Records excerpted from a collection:
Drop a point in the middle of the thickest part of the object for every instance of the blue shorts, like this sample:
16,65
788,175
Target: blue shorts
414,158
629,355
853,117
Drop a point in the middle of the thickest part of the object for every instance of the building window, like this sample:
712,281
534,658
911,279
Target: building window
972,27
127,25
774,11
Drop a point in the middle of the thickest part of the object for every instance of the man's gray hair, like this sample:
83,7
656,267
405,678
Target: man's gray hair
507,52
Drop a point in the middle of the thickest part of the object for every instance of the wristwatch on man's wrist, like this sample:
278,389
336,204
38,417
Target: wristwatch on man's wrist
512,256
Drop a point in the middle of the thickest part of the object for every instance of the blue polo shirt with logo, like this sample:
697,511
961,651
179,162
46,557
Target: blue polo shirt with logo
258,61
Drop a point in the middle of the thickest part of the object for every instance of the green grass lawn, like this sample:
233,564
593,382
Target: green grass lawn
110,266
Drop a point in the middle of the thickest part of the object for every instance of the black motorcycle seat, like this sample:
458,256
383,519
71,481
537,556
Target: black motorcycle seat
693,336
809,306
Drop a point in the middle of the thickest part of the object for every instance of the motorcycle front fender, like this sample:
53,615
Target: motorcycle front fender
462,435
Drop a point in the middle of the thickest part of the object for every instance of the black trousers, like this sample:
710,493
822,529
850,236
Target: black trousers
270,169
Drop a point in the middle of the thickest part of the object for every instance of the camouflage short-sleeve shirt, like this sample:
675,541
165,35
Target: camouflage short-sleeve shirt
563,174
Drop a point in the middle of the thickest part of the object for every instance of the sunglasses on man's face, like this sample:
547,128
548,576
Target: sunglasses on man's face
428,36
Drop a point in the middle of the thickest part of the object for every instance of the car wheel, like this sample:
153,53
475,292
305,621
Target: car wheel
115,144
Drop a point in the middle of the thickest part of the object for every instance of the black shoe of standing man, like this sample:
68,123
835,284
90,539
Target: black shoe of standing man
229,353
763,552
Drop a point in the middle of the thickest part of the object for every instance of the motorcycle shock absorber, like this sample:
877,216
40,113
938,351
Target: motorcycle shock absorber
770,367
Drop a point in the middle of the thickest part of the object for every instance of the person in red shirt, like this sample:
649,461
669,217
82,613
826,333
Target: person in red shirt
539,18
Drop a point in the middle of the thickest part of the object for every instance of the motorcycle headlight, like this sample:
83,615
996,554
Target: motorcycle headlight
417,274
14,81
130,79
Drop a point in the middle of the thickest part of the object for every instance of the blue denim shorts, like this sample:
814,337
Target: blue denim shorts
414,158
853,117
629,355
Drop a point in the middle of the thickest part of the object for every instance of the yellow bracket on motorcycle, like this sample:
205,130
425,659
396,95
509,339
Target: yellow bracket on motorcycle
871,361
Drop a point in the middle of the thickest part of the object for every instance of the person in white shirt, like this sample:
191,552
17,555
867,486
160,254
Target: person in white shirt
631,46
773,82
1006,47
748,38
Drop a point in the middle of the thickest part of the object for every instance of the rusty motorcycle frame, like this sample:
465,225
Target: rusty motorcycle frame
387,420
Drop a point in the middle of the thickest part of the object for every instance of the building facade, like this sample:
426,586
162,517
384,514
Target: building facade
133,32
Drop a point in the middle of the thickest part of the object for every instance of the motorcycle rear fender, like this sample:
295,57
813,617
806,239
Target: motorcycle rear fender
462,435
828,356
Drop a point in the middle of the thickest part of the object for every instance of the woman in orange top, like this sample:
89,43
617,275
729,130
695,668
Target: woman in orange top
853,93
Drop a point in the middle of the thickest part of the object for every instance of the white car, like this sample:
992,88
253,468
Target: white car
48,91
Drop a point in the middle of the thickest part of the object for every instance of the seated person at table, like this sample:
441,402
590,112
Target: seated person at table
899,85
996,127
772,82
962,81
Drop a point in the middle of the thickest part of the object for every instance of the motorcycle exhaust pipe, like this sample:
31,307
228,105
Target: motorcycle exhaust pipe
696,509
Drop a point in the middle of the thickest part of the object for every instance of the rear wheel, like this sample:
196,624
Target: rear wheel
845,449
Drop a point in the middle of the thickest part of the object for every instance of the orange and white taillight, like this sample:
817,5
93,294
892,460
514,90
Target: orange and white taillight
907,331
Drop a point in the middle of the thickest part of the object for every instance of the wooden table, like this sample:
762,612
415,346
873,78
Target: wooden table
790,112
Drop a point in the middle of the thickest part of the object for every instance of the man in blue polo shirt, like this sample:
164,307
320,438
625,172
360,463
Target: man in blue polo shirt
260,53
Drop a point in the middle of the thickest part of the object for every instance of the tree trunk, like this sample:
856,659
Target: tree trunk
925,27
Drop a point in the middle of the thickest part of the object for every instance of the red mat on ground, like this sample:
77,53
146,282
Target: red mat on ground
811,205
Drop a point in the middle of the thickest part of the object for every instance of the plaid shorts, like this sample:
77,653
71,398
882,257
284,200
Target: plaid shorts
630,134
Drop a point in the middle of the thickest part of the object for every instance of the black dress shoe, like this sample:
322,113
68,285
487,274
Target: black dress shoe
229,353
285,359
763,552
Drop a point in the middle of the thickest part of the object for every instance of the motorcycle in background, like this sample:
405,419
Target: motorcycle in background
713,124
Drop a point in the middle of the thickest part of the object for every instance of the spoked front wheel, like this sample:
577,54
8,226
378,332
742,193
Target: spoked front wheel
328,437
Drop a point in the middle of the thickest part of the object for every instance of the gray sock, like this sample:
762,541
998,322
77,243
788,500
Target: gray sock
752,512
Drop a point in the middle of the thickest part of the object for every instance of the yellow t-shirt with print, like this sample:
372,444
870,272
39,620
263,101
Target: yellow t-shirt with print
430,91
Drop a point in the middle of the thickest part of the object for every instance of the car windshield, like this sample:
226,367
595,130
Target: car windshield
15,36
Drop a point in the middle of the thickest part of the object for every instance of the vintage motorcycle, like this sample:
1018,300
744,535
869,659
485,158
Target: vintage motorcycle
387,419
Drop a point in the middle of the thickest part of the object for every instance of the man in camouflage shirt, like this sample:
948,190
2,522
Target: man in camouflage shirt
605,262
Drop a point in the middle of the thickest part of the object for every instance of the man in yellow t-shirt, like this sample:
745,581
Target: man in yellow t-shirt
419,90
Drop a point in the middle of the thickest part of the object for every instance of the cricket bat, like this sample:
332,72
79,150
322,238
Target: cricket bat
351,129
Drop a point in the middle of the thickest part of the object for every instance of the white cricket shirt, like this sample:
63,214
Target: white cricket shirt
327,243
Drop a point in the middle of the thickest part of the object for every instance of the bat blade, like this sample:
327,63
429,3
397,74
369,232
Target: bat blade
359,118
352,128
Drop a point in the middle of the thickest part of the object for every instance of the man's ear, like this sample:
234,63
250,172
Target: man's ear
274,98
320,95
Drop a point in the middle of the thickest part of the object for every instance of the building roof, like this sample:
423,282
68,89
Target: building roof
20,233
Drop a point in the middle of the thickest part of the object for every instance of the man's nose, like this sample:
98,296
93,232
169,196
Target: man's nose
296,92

What you need to do: Write out the data exactly as it stands.

Task output:
Drop a point in the middle of the thickest part of the object for every instance of the blue shorts, like this sample:
16,65
788,175
Target: blue shorts
414,158
629,355
853,117
Drop a point in the middle of the thickest part of the object for every instance of the building window, like this sample:
712,281
534,658
911,279
Target: building window
972,27
127,25
774,11
Drop a point in the middle of the thickest part of the object for every instance of the man's gray hair, like this sample:
83,7
656,267
405,678
Target: man's gray hair
507,52
Drop a point in the middle of the thickest part of the object for every instance of the wristwatch on man's wrist, like this sample:
278,389
336,204
38,417
Target: wristwatch on man's wrist
512,256
Drop a point in the middle of the thickest part of the object for every instance of the blue polo shirt with logo, like this sample:
697,511
961,651
179,162
46,557
Target: blue polo shirt with logo
258,61
Drop a point in the middle of the thickest part of the object for every instance of the green grass lawn, like this sample:
233,564
593,382
Target: green grass lawn
110,266
Drop a point in the middle of the thickest part of the object for every instance of the black motorcycle seat, like this sample:
458,256
383,519
71,481
537,556
Target: black motorcycle seat
693,336
809,306
Drop a point in the middle of the thickest part of the object for every instance of the motorcycle front fender, like this sample:
53,615
Target: motorcycle front fender
462,435
Drop a point in the middle of the thickest part of the object for every instance of the black trousers, like this sample:
710,493
822,529
850,236
Target: black trousers
270,169
Drop a point in the middle of the thickest part of the object for every instance of the camouflage short-sleeve shirt, like this sample:
675,541
165,35
Target: camouflage short-sleeve shirt
563,174
Drop a point in the middle of the thickest part of the object for every instance of the sunglasses on man's face, like this sample:
547,128
548,576
Target: sunglasses on man's face
428,36
Drop a point in the middle of the thickest part of the object for every instance of the car wheel, like this sample:
153,53
475,292
305,621
Target: car wheel
115,144
Drop a point in the middle of the thickest part of the object for every instance of the black shoe of standing man, like this sample:
68,123
835,284
90,539
Target: black shoe of standing man
229,353
763,552
Drop a point in the middle of the thickest part of the object for every instance of the motorcycle shock absorber, like this sample:
877,216
40,113
938,351
Target: motorcycle shock absorber
770,367
Drop a point in the middle of the thickest part of the object for every instance of the person in red shirt, like this sample:
649,461
669,217
82,613
826,333
Target: person in red shirt
539,18
Drop a point in the middle of the thickest part of the object for every instance of the motorcycle headlight, like this sample:
83,615
996,554
Target: motorcycle headlight
417,274
14,81
130,79
Drop a point in the middle of the thickest part of the object for every instance of the blue denim shorts, like this sample:
814,337
Target: blue denim shorts
414,158
853,117
629,355
Drop a point in the middle of the thickest part of the object for every instance of the yellow bracket on motorcycle, like this sample:
205,130
425,659
396,95
509,339
Target: yellow bracket on motorcycle
871,361
Drop a point in the middle of the thickest part of the object for every instance of the person in white shirt, like this sample:
191,552
17,555
867,486
160,254
Target: person in white shirt
631,46
773,82
1006,47
748,38
Drop a point in the middle of the thickest part of the object for every instance of the rusty motorcycle frame, like this sample:
465,225
Target: rusty motorcycle frame
387,420
Drop a point in the middle of the thickest part of the object for every instance of the building facade, like this sample:
426,586
162,517
384,514
Target: building facade
133,32
Drop a point in the middle of the thickest part of the object for every instance of the motorcycle rear fender, like this sample:
295,57
813,617
806,239
Target: motorcycle rear fender
462,435
828,356
Drop a point in the middle of the thickest part of the object for every instance of the woman in orange top, like this sample:
89,43
617,275
729,130
695,668
Target: woman in orange top
853,93
Drop a point in the middle of the thickest part of the object for every instance of the white car, like this sample:
992,88
253,468
Target: white car
48,91
Drop a point in the middle of the thickest part of the object for every instance of the seated person at table, like this sample:
441,402
590,112
Target: seated person at table
899,85
996,127
772,82
962,81
Drop a point in the middle of the thickest part of the object for every instance of the motorcycle exhaust pipe, like this sample:
31,307
228,105
Target: motorcycle exhaust pipe
696,509
Drop a point in the middle of the thickest part of the object for every instance of the rear wheel, like this sample:
196,624
Target: rear wheel
845,449
Drop a point in the middle of the thickest part of the object for every instance of the orange and white taillight, like this sample:
817,5
93,294
892,460
514,90
Target: orange and white taillight
907,331
Drop a point in the middle of the thickest part of the object for every instance of the wooden table, like this sample:
762,612
415,346
873,78
Target: wooden table
790,112
Drop a point in the middle of the thickest part of the object for every instance of the man in blue polo shirt, like this sample:
164,307
320,438
625,172
360,463
Target: man in blue polo shirt
260,53
Drop a point in the middle of the thickest part of the object for every instance of the tree trunk, like this sample:
856,659
Target: tree trunk
925,27
Drop a point in the middle of the thickest part of the object for every instance of the red mat on ground, like this sample:
77,53
146,282
Target: red mat on ground
811,205
Drop a point in the middle of the thickest part of the object for every instance of the plaid shorts, like this sample:
77,653
71,398
882,257
284,200
Target: plaid shorts
630,134
Drop a point in the middle of the thickest part of the object for every instance of the black dress shoe, like this sample:
322,113
68,285
487,274
Target: black dress shoe
229,353
285,359
763,552
Drop a point in the middle of the thickest part of the object for every instance of the motorcycle in background, like this sample:
405,419
Target: motorcycle in background
713,124
Drop a point in the middle of the thickest part of the object for every instance of the spoked front wheel, like this sample:
577,54
8,226
378,332
742,193
Target: spoked front wheel
328,437
Drop a point in the middle of the thickest part of the object for every instance of the gray sock, like this sample:
762,541
998,322
77,243
788,500
Target: gray sock
752,512
Drop a point in the middle of the thickest part of the object for every instance of the yellow t-shirt with print, like this sample:
372,444
870,272
39,620
263,101
Target: yellow t-shirt with print
430,91
Drop a point in the middle of the thickest part of the object for every instance of the car windshield, like this sample:
226,367
595,130
Target: car windshield
15,36
Drop a point in the middle of the thickest part of the object for every instance of the vintage motorcycle, like this sample:
1018,300
744,535
869,659
485,158
Target: vintage motorcycle
387,419
Drop a point in the middle of the thickest part of the object for every instance of the man in camouflage shirt, like this sample:
948,190
2,522
Target: man in camouflage shirt
605,262
Drop a point in the middle of the thickest part of the object for every instance of the man in yellow t-shirt, like this sample:
745,581
Target: man in yellow t-shirt
419,90
Drop a point in the middle of the thickest part of the object for every instance of the cricket bat, like this sample:
332,72
79,150
322,238
Target: cricket bat
351,129
Drop a point in the middle of the thickest part of the object for every instance of the white cricket shirt, like this sample:
63,214
Target: white cricket shirt
327,243
Drop a point in the middle of the thickest part of the object for every instance of the bat blade, like this sample:
327,63
429,3
397,74
369,232
Target: bat blade
359,118
352,128
Drop a point in the middle of the thickest part of the object for every instance of the man's ear, like this sample:
234,63
250,172
Target: man's ear
274,98
320,95
Drop a point in the middle of the thickest part of the object for every instance of the building roof, like this sample:
423,282
68,89
Target: building roof
20,233
Drop a point in the middle of the thickest part of the object for every instance of the man's nose, like this sample:
98,296
93,232
169,196
Target: man's nose
296,92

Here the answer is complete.